— EXCERPTED TEXT —
|---|
Is social media really the future for car finance? Grant Collinson and Richard Brown put the questions to three industry experts.
Katie Streten, senior creative strategist, Ford account, at creative communications agency Imagination.
What does Imagination do for Ford?
Imagination works for Ford around the world to create anything from a roadshow to a global autoshow. We do the whole package but we also contribute to their overall marketing efforts. A good example of a marketing and social activation would be a social seeding video plus iPhone app to promote the B-Max.
Are car manufacturers aware of what they want to do with social media?
Yes, they are one of the more adventurous and creative sectors. More often than not, car manufacturers understand brand loyalty, they understand customer service, and they understand the importance of engaging in conversation.
How do you go about delivering a social media package for them?
We start off with who they’re trying to reach. Each car has a different demographic. There’s no good talking to an older, business-car audience in MySpace. Similarly, it’s better to talk to younger, first-time buyers on Facebook or Twitter.
|---|
[Saved data entries]
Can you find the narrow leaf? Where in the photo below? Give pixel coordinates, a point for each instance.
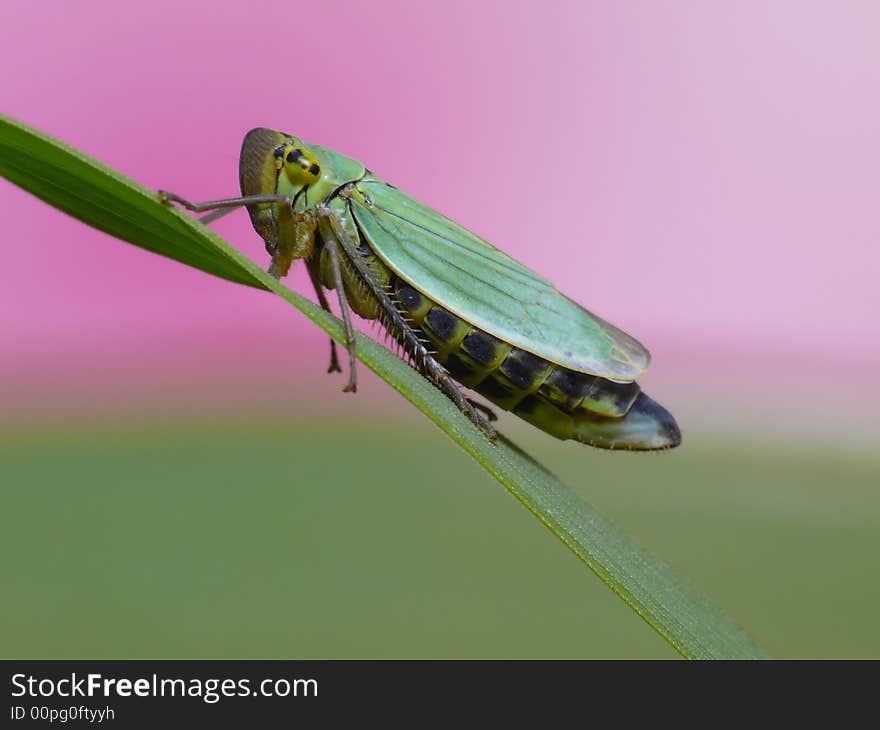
(105, 199)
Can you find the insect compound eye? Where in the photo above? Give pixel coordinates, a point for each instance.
(301, 164)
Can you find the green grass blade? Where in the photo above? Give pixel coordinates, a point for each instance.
(101, 197)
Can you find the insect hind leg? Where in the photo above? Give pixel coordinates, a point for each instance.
(400, 329)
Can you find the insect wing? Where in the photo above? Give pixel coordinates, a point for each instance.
(484, 286)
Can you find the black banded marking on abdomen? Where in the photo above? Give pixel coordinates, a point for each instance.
(509, 376)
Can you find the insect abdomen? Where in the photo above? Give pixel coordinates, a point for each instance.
(547, 395)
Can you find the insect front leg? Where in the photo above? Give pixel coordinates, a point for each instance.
(216, 205)
(315, 276)
(401, 330)
(332, 248)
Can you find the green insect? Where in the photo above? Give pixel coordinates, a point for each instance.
(461, 309)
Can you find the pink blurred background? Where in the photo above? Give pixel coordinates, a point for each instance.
(703, 174)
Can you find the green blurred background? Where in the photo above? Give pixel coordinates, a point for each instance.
(351, 532)
(179, 479)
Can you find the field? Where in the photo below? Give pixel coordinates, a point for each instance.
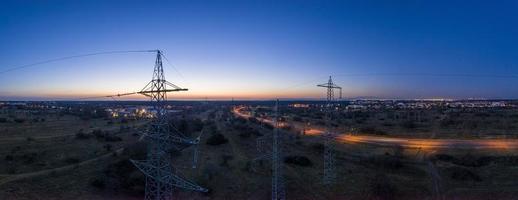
(65, 156)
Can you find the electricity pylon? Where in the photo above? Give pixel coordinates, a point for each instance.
(160, 176)
(329, 157)
(276, 156)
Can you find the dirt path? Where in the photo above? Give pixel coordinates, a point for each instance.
(5, 178)
(48, 137)
(411, 142)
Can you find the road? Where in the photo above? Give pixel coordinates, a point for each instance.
(407, 142)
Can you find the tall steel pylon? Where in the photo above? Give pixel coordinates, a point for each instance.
(329, 154)
(162, 138)
(276, 156)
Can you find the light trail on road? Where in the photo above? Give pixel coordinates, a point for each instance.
(425, 144)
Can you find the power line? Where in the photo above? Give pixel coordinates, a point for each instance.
(72, 57)
(433, 75)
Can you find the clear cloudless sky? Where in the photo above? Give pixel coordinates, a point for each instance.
(262, 49)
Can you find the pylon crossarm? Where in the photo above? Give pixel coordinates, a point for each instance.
(160, 91)
(263, 157)
(171, 139)
(172, 85)
(182, 183)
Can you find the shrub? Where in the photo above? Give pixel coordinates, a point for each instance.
(225, 159)
(112, 138)
(462, 174)
(381, 187)
(98, 133)
(298, 160)
(98, 183)
(217, 139)
(9, 158)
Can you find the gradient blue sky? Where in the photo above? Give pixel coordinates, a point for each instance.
(262, 49)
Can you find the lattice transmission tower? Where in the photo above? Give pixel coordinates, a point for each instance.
(329, 152)
(162, 138)
(276, 156)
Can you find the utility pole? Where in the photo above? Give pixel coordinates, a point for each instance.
(329, 154)
(278, 191)
(276, 156)
(162, 138)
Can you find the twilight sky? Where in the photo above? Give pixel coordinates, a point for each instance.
(262, 49)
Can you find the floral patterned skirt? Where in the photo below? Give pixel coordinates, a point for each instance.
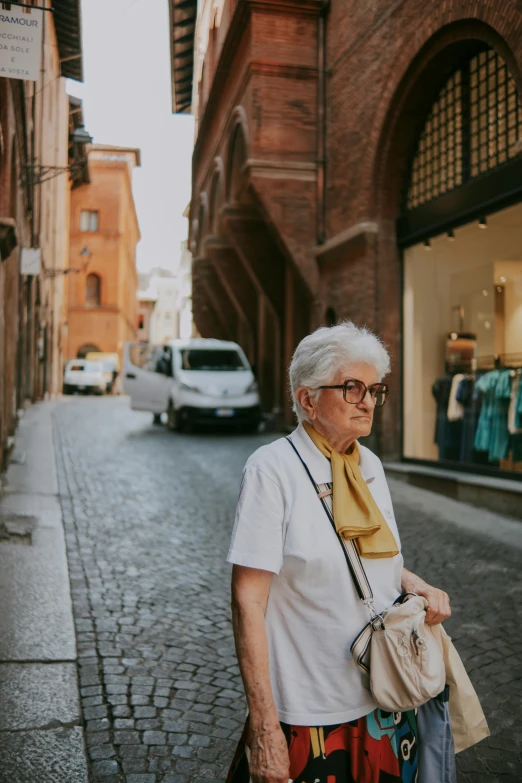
(378, 748)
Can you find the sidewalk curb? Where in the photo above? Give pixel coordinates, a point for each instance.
(41, 726)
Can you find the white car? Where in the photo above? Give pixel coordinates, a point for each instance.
(84, 376)
(197, 381)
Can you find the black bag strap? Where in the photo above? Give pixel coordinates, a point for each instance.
(351, 554)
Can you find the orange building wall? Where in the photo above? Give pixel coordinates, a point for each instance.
(113, 258)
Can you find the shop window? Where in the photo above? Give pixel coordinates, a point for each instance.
(473, 127)
(93, 291)
(463, 345)
(462, 306)
(89, 220)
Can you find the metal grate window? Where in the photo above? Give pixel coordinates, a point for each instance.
(473, 127)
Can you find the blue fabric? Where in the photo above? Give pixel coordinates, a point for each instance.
(448, 434)
(500, 441)
(436, 746)
(518, 409)
(469, 397)
(486, 387)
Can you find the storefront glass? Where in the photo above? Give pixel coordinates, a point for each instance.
(463, 345)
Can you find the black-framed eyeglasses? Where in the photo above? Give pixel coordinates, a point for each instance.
(355, 391)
|---|
— TASK SET —
a) In the saved data entries, from the line with "Can you find the black-framed" through the end of the entries, swap "eyeglasses" for "spectacles" and give those lines back with nothing else changed.
b) Carry on the interview about social media and car finance from the point where it stops.

— TASK-BY-TASK RESULTS —
a)
Can you find the black-framed spectacles? Where in the photo above? Give pixel coordinates, a point for each instance.
(355, 391)

b)
We’ll look at where they are, who the audience is, and what engagement can be created. Once we’ve done that, devised and pitched our ideas, we then combine those with a paid media presence and a social outreach.
What implications would the embrace of social media by brands have for how they can sell finance?
They would have to be clear about who they partner with. They’ll need someone who reflects their social ethos. One of the important things about social media is that it can be about messaging as long as that’s done in an effective, creative way – places like YouTube and blogs are good spaces for giving opinion and clear information.
YouTube and the right blogs are really good places to get people to understand how financing works, who your partners are and why they’ve been chosen.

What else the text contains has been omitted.